What to work on> Format the material below as a two-column Markdown table headed Row and Material line, giving each line its own numbered row and skipping blank lines. Leave the pictures out.

* Begin *

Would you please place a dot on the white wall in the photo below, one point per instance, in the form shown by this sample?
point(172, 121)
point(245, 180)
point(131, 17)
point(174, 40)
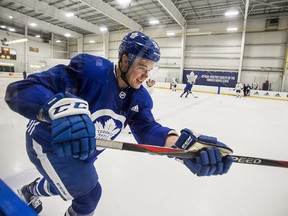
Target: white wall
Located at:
point(45, 58)
point(263, 58)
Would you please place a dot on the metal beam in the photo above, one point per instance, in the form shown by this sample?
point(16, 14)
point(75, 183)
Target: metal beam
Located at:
point(24, 19)
point(174, 12)
point(48, 10)
point(112, 13)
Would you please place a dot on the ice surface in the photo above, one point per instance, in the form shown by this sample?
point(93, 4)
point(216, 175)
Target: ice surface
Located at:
point(137, 184)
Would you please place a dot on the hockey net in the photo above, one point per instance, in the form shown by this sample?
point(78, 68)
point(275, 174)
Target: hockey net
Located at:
point(4, 82)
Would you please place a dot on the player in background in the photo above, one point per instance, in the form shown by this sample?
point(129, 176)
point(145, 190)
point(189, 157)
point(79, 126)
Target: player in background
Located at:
point(149, 84)
point(70, 106)
point(191, 79)
point(238, 89)
point(174, 84)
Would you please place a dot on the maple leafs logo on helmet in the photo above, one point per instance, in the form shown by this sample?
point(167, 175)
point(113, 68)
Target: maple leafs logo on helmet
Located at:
point(136, 44)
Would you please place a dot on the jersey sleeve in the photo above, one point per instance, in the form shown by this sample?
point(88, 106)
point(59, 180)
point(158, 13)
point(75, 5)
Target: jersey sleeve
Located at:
point(26, 97)
point(144, 127)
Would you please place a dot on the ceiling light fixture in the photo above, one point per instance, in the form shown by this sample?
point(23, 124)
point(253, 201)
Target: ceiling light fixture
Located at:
point(154, 22)
point(123, 1)
point(231, 13)
point(17, 41)
point(103, 29)
point(69, 14)
point(170, 33)
point(232, 29)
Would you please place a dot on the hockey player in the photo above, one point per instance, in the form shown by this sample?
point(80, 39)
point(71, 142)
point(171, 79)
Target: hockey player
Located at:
point(72, 106)
point(174, 84)
point(191, 79)
point(149, 84)
point(238, 89)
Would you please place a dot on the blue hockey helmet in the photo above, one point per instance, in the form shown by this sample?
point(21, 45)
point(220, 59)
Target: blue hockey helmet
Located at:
point(136, 44)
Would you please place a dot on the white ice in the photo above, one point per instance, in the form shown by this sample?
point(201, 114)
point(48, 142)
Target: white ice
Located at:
point(138, 184)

* End *

Finished exercise>
| Row | Material line |
|---|---|
| 1 | Would you please place a dot on the white wall in the photo below, one point per instance, in the form shown by this sample? |
| 2 | point(172, 121) |
| 3 | point(245, 180) |
| 4 | point(131, 17) |
| 5 | point(174, 40) |
| 6 | Target: white wall |
| 7 | Located at: |
| 8 | point(45, 58) |
| 9 | point(263, 58) |
| 10 | Would you please place a dot on the metal beam in the photo above, one point per instance, in the form shown by this sample? |
| 11 | point(16, 14) |
| 12 | point(75, 183) |
| 13 | Target: metal beam |
| 14 | Located at: |
| 15 | point(24, 19) |
| 16 | point(174, 12) |
| 17 | point(48, 10) |
| 18 | point(112, 13) |
| 19 | Would you please place a dot on the ice surface in the photo above, one point per instance, in the form shown by this sample? |
| 20 | point(93, 4) |
| 21 | point(216, 175) |
| 22 | Target: ice surface |
| 23 | Located at: |
| 24 | point(137, 184) |
| 25 | Would you please place a dot on the hockey net in the photo above, one point per instance, in the form shown by this sample? |
| 26 | point(78, 68) |
| 27 | point(275, 174) |
| 28 | Target: hockey net |
| 29 | Located at: |
| 30 | point(4, 82) |
| 31 | Would you please place a dot on the player in background in the photo above, one point per instance, in the form shown by this sample? |
| 32 | point(129, 176) |
| 33 | point(145, 190) |
| 34 | point(189, 157) |
| 35 | point(79, 126) |
| 36 | Target: player in background |
| 37 | Located at: |
| 38 | point(149, 84) |
| 39 | point(70, 106) |
| 40 | point(191, 79) |
| 41 | point(238, 89) |
| 42 | point(174, 84) |
| 43 | Would you please place a dot on the maple leafs logo on helmet in the photo above, one point per instance, in the form shown by this sample? |
| 44 | point(167, 175) |
| 45 | point(113, 68) |
| 46 | Target: maple leafs logo on helmet |
| 47 | Located at: |
| 48 | point(136, 44) |
| 49 | Would you please place a dot on the jersey sleeve in the photo above, one point per instance, in the form shown by this sample? |
| 50 | point(88, 106) |
| 51 | point(59, 180) |
| 52 | point(158, 13) |
| 53 | point(75, 5) |
| 54 | Target: jersey sleeve |
| 55 | Located at: |
| 56 | point(26, 97) |
| 57 | point(144, 127) |
| 58 | Would you please place a dot on the ceiling light fixture in the photo above, one point per instance, in the form shown by this sample? |
| 59 | point(23, 124) |
| 60 | point(253, 201) |
| 61 | Target: ceiling light fixture |
| 62 | Located at: |
| 63 | point(154, 22) |
| 64 | point(123, 1) |
| 65 | point(231, 13) |
| 66 | point(17, 41) |
| 67 | point(103, 29) |
| 68 | point(69, 14) |
| 69 | point(170, 33) |
| 70 | point(232, 29) |
| 71 | Would you please place a dot on the hockey player in the photo above, one point per instance, in the form shown by this sample? |
| 72 | point(80, 39) |
| 73 | point(71, 142) |
| 74 | point(171, 79) |
| 75 | Target: hockey player |
| 76 | Located at: |
| 77 | point(72, 106) |
| 78 | point(174, 84) |
| 79 | point(191, 79) |
| 80 | point(149, 84) |
| 81 | point(238, 89) |
| 82 | Would you please place a dot on the blue hockey helmet in the photo above, one point per instance, in the form shown by this sample? |
| 83 | point(21, 45) |
| 84 | point(220, 59) |
| 85 | Target: blue hockey helmet |
| 86 | Located at: |
| 87 | point(136, 44) |
| 88 | Would you please place a dot on the white ice in the photo above, one point per instance, in the form shown by this sample? |
| 89 | point(201, 114) |
| 90 | point(48, 142) |
| 91 | Target: white ice |
| 92 | Located at: |
| 93 | point(138, 184) |